- Source text
# Delrin Grinding Wheel Arbor Spacer



## Ulma Doctor (Apr 11, 2015)

Hi Guys,
A great guy, a member by the name of middle.road, sent me a couple hi grade 100 grit green grinder wheels!!!

i'll be using these beauties to sharpen my carbide metal scraping tooling, as well as my carbide lathe bits! 
The dimensions of the wheels are 6" diameter X  3/4" thick with a 1" arbor hole.



The problem is that my ol' 6" grinder has a 5/8" shaft, i'll need to make an arbor bushing!....
i have a bunch of materials to choose from.
i wanted something easy to machine, durable, and resilient- 
Delrin can fit the build!
i turned and drilled an arbor spacer from 1.5" delrin rod on the 1974 Hercus ARH 9x22.
Delrin cuts like butter and is an excellent material suited for many creations!
here's a shot of the plug being formed 


the dimensions of the finished arbor spacer is 1.00"od x .625" id x .855" thick



heres a picture of the reassembled and trued wheel on the old pedestal grinder!


the wheel on the right is the 100 grit Green Wheel.

i was already able to sharpen some scraper bits to great success!!!!!

Thanks middle.road!!!!!!!!


----------



## Ed ke6bnl (Apr 11, 2015)

I hear that the green wheel is for carbide BUT is it green in color, I should see about getting one


----------



## Doubleeboy (Apr 11, 2015)

Ed ke6bnl said:


> I hear that the green wheel is for carbide BUT is it green in color, I should see about getting one



Yup , greeen wheels are definitely green.   They are nice for roughing a carbide bit, for finishing I like a diamond wheel with a finer grit.  If you don't already know, carbide dust is not good good for you, wear a mask.

- Extracted entries
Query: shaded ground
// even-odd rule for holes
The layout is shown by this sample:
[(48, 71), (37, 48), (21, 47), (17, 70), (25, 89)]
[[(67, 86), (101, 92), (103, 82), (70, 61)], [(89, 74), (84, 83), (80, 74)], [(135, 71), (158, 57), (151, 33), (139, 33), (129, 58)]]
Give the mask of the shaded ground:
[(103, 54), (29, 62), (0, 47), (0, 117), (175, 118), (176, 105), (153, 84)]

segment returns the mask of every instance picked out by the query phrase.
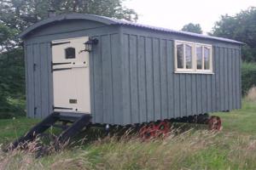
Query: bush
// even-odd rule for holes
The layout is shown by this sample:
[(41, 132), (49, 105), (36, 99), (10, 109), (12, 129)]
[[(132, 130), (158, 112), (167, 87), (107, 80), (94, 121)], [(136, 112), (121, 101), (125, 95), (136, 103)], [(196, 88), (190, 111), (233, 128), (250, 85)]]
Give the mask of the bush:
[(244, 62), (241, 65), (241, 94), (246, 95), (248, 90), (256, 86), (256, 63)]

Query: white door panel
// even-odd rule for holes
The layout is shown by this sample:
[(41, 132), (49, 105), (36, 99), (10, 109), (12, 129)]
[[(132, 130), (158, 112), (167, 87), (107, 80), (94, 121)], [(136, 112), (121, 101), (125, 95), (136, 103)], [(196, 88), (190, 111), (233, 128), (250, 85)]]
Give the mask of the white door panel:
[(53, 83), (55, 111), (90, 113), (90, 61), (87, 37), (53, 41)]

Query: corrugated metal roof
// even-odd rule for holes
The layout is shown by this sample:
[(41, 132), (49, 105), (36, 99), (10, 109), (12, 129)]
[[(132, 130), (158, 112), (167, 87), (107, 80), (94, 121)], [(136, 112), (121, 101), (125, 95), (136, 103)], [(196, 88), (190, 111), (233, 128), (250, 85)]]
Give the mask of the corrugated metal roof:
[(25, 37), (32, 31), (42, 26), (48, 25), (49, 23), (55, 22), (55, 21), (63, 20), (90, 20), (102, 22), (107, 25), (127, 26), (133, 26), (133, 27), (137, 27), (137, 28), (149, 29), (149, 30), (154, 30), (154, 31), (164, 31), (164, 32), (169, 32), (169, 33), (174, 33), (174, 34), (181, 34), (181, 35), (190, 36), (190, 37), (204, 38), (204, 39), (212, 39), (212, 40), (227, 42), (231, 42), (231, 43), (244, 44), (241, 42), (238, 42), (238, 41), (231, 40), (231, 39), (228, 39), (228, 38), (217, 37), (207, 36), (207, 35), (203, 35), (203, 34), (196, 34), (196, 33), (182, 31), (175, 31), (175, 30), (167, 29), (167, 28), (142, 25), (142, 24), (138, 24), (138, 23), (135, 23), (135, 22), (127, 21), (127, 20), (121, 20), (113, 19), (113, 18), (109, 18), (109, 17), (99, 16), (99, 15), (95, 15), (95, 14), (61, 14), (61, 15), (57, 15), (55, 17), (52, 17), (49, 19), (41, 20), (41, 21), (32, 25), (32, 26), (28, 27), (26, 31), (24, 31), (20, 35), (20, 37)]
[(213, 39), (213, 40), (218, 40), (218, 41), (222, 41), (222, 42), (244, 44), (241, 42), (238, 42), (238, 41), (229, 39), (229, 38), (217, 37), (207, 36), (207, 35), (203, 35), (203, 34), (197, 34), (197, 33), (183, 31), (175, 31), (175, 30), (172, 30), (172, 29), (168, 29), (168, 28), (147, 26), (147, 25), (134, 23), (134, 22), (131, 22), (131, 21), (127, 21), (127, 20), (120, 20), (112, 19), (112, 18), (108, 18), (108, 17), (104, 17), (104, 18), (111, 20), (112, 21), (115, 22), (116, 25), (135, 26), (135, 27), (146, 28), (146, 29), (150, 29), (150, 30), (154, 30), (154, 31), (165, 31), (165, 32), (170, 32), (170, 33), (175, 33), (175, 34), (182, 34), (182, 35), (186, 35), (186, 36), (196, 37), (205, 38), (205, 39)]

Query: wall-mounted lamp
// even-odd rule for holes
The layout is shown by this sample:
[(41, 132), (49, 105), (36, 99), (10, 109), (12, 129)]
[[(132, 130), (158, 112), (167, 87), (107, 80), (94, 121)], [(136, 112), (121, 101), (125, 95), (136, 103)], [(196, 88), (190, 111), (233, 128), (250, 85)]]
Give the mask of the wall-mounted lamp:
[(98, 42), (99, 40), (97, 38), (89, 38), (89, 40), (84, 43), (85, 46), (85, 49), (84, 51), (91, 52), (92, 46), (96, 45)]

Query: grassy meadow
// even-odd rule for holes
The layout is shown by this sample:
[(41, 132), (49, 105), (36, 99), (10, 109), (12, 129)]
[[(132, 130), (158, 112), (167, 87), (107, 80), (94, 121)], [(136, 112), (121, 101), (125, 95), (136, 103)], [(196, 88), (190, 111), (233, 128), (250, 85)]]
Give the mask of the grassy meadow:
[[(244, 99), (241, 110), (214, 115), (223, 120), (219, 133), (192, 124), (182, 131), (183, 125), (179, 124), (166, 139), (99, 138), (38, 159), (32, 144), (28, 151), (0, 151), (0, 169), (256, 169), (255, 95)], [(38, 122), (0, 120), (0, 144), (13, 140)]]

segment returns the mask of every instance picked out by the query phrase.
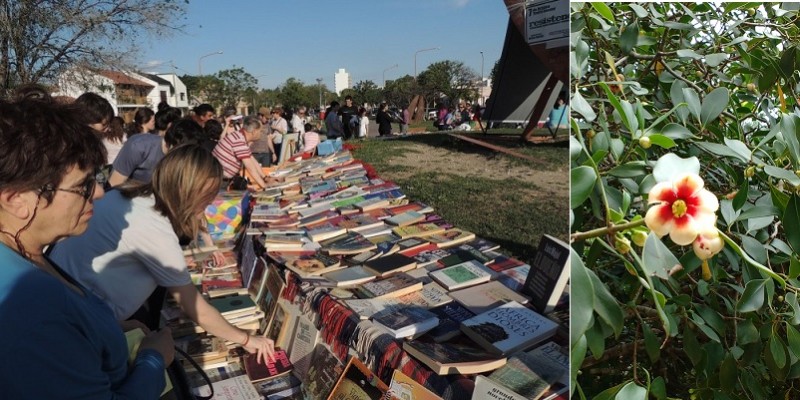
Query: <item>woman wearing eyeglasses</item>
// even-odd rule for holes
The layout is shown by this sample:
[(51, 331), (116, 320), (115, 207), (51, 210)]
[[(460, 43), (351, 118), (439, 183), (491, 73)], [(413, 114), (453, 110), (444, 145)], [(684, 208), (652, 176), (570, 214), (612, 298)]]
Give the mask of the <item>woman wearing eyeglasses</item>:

- Requests
(1) In the Delrin spacer thread, what are the finished dimensions of the arbor spacer?
(2) From the Delrin spacer thread, return the passage that begins at the words "i'll be using" and ends after the words "for many creations!".
Rely only on the Delrin spacer thread above.

- Full solutions
(1) 1.00" OD x .625" ID x .855" thick

(2)
i'll be using these beauties to sharpen my carbide metal scraping tooling, as well as my carbide lathe bits! 
The dimensions of the wheels are 6" diameter X  3/4" thick with a 1" arbor hole.



The problem is that my ol' 6" grinder has a 5/8" shaft, i'll need to make an arbor bushing!....
i have a bunch of materials to choose from.
i wanted something easy to machine, durable, and resilient- 
Delrin can fit the build!
i turned and drilled an arbor spacer from 1.5" delrin rod on the 1974 Hercus ARH 9x22.
Delrin cuts like butter and is an excellent material suited for many creations!